Assignment: Locate the line that contains "Task: put a point on every instance of the empty" in the entries below, then repeat it and every following line through the line that contains "Task: put a point on every instance of the cart", exactly, and no others.

Records provided:

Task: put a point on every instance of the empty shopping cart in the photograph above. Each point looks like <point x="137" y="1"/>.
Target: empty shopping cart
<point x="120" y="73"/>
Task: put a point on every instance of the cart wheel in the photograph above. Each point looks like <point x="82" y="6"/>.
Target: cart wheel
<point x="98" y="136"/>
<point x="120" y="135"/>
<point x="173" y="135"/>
--
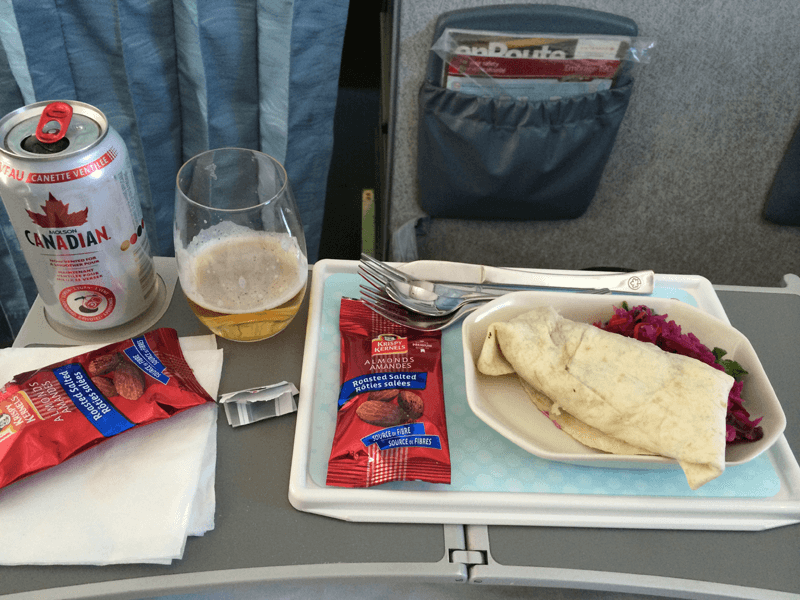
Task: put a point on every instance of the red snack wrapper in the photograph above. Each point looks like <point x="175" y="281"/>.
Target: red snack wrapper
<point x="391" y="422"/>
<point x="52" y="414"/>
--
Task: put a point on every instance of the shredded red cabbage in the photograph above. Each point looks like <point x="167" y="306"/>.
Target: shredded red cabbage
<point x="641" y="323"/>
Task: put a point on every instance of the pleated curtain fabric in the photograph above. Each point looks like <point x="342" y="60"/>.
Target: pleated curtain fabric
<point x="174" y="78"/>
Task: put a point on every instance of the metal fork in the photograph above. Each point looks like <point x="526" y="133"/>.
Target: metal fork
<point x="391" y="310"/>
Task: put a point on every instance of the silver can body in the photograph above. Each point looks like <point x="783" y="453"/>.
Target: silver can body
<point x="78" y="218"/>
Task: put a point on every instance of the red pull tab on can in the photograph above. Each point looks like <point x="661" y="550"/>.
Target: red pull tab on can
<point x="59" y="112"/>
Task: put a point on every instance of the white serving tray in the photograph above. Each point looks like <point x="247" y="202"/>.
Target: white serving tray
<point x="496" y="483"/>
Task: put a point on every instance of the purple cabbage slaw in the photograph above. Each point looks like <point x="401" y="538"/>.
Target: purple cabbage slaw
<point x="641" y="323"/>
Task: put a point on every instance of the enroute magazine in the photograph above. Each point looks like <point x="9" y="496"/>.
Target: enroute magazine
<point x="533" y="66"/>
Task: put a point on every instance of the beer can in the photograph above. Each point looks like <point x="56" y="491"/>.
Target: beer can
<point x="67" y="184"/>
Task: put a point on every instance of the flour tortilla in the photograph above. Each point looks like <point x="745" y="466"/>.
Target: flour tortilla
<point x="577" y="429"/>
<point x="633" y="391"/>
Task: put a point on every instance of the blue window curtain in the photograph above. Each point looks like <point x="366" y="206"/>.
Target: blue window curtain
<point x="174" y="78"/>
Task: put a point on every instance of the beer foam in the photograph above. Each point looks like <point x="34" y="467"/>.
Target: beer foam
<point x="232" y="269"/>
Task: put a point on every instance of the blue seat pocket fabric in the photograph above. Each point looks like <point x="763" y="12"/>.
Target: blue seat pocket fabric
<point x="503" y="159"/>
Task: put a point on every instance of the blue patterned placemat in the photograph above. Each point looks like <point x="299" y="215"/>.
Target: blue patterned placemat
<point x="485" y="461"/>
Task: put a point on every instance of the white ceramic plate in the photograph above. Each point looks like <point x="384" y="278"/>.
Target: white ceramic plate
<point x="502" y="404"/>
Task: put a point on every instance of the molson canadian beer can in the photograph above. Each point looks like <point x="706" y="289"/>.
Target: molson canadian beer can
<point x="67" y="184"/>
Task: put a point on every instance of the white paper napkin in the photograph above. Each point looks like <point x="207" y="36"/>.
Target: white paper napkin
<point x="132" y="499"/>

Solution to this task:
Task: put a point on every instance of the empty shopping cart in the photograph above. Each point looks like <point x="137" y="1"/>.
Target: empty shopping cart
<point x="120" y="73"/>
Task: put a point on every instance of the cart wheel in the photograph above. Each point looks like <point x="82" y="6"/>.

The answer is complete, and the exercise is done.